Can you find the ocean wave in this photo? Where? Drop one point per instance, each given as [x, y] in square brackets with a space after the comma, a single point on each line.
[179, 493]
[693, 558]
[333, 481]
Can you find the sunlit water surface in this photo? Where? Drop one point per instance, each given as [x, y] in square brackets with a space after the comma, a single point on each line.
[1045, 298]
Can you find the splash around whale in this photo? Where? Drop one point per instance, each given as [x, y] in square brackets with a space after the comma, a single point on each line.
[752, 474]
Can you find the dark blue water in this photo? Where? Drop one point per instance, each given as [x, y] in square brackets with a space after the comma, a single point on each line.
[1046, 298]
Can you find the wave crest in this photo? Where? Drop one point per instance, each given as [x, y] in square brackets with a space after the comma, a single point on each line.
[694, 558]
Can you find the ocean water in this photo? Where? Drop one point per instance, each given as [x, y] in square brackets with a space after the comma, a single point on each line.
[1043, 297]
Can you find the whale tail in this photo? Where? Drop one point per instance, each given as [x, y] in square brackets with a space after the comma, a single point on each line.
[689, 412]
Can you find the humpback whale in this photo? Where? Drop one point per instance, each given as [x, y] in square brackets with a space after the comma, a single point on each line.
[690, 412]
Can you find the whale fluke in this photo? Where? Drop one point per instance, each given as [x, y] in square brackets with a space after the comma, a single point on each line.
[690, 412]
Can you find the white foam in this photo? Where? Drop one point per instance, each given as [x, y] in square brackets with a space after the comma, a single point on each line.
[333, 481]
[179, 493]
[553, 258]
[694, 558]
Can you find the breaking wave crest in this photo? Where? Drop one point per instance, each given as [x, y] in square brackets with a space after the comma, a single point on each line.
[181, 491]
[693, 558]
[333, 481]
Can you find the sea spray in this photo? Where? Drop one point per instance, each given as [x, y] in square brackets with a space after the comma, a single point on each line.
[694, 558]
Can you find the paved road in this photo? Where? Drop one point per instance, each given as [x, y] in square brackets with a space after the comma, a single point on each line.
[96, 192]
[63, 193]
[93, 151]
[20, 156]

_ _ _ _ _

» What to do
Convert every line of the material above into a JSON list of strings, one string per line, and leave out any blank lines.

» Response to this exercise
[
  "Can you find the ocean wave in this photo? Where? Drop one point per instance, each given as [x, y] in square brackets with a space after the comma, a single point on each line.",
  "[179, 493]",
  "[693, 558]",
  "[333, 481]",
  "Can you find the sunlit water surface in this photo? Where? Drop one point per instance, each given as [x, y] in square brackets with a space after the comma, a single point on each line.",
  "[1045, 298]",
  "Can you find the splash around whale in this photo? Where? Drop one point per instance, each given as [x, y] in square brackets with a space after the comma, a single point on each line.",
  "[752, 474]",
  "Can you find the dark blue water in this photo? Where? Drop one point per instance, each given as [x, y] in square brackets with a space after the comma, a single point on each line.",
  "[1046, 298]",
  "Can you find the wave crest in this photo? Where? Drop one point per instance, each given as [x, y] in square brackets with a space after the comma, a single point on each line.",
  "[694, 558]",
  "Can you find the ocean water in this photo? Where? Drop one point per instance, each given as [x, y] in square brackets with a space after the comma, a single point on each line.",
  "[1043, 297]",
  "Can you find the whale tail in this photo? Where? Drop one point per instance, each given as [x, y] in square brackets with a space after the comma, a single point on each line.",
  "[689, 412]",
  "Can you find the humpback whale in this photo? Where? Drop one point per instance, each given as [x, y] in square brackets with a space after the comma, a single point on each line.",
  "[690, 412]",
  "Can you find the whale fluke in this photo? Where? Drop one point per instance, each given as [x, y] in square brackets with a space after the comma, a single point on each line.",
  "[690, 412]",
  "Can you find the white foam in this photo? Where? Drop one point per instance, each given as [x, y] in square brackets with a space after the comma, a single point on each line.",
  "[333, 481]",
  "[179, 493]",
  "[553, 258]",
  "[694, 558]",
  "Can you find the breaking wave crest in this photo? Where? Drop one point per instance, each given as [x, y] in square brackets with a space after the comma, a single point on each line.",
  "[181, 491]",
  "[693, 558]",
  "[333, 481]",
  "Can you find the sea spray in this photo? Where? Drop one point per instance, each given as [x, y] in square brackets with a space after the comma, a single point on each line.",
  "[694, 558]",
  "Can you find the paved road in this photo? Where? Drop one point per instance, each given as [x, y] in square brackets with a space after the comma, a single point on each line.",
  "[96, 192]",
  "[63, 193]",
  "[93, 151]",
  "[20, 156]"
]